▶ What this task involves
This exercise calls for a copy of every line in the listing below that carries the word "umbrella".

▶ Data under study
* * *
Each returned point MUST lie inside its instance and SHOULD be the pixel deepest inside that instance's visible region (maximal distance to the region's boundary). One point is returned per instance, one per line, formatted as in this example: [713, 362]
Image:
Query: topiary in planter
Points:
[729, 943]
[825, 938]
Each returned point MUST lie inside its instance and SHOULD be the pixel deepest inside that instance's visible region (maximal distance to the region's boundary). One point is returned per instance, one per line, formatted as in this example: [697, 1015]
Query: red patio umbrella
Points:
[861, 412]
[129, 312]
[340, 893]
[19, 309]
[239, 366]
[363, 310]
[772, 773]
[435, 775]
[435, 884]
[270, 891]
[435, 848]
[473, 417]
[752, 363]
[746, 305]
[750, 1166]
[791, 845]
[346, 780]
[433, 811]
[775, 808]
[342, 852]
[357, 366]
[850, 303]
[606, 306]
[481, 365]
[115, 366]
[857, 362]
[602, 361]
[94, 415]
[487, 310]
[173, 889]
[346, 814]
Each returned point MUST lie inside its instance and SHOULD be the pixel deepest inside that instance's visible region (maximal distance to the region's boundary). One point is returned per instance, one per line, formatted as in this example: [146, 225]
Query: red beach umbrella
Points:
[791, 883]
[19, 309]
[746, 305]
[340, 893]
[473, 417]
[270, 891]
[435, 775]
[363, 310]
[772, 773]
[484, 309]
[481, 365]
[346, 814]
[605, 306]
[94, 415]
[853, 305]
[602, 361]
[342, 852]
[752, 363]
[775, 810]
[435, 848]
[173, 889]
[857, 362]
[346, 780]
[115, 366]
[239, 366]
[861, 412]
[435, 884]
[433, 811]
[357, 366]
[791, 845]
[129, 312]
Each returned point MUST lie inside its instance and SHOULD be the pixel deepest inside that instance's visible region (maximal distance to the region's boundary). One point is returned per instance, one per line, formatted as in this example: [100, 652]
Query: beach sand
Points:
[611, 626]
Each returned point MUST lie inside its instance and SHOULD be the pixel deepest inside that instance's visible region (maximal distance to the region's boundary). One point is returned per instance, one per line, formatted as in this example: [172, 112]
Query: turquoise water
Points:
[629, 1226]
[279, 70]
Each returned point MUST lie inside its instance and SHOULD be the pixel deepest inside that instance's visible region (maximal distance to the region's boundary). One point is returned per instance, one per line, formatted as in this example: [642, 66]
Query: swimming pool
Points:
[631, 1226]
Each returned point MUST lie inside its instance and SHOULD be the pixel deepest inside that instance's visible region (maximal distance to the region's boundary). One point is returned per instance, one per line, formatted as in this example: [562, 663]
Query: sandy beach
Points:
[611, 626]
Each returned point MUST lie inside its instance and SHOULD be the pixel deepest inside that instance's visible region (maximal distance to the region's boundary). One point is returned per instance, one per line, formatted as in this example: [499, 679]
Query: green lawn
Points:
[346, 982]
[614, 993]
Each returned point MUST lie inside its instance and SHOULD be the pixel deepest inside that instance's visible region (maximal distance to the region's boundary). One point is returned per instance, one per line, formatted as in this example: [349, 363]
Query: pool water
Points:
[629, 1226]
* * *
▶ Problem solution
Query: red patio umbrella
Query: red beach umbrella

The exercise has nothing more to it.